Reproduce all lines of the material below, leaving out the picture, and add 137 to each x and y coordinate in the answers.

Object position labeling material:
┌────────

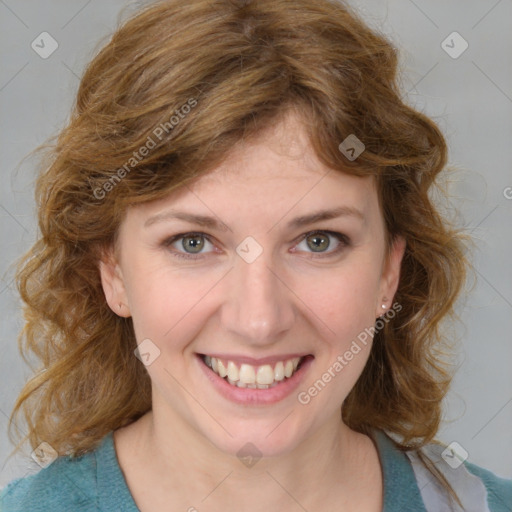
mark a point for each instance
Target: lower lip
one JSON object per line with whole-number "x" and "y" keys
{"x": 250, "y": 396}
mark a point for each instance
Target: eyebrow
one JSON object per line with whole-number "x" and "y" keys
{"x": 214, "y": 224}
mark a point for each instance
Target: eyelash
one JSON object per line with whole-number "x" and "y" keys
{"x": 344, "y": 242}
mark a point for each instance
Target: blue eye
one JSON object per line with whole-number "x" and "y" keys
{"x": 193, "y": 241}
{"x": 320, "y": 242}
{"x": 192, "y": 244}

└────────

**RESPONSE TO THIS TASK**
mark a point for each instance
Target: lower lip
one JSON object per line with whole-number "x" and "y" keys
{"x": 387, "y": 533}
mark a point for each instance
Target: eyebrow
one JSON object per line with whole-number "x" and "y" keys
{"x": 351, "y": 361}
mark a point for each instance
Target: eyelash
one JSON object per line with whole-number "x" and "y" keys
{"x": 481, "y": 379}
mark a point for each instance
Target: blue eye
one JSON object per line with whole-number "x" and "y" keys
{"x": 330, "y": 378}
{"x": 457, "y": 379}
{"x": 329, "y": 381}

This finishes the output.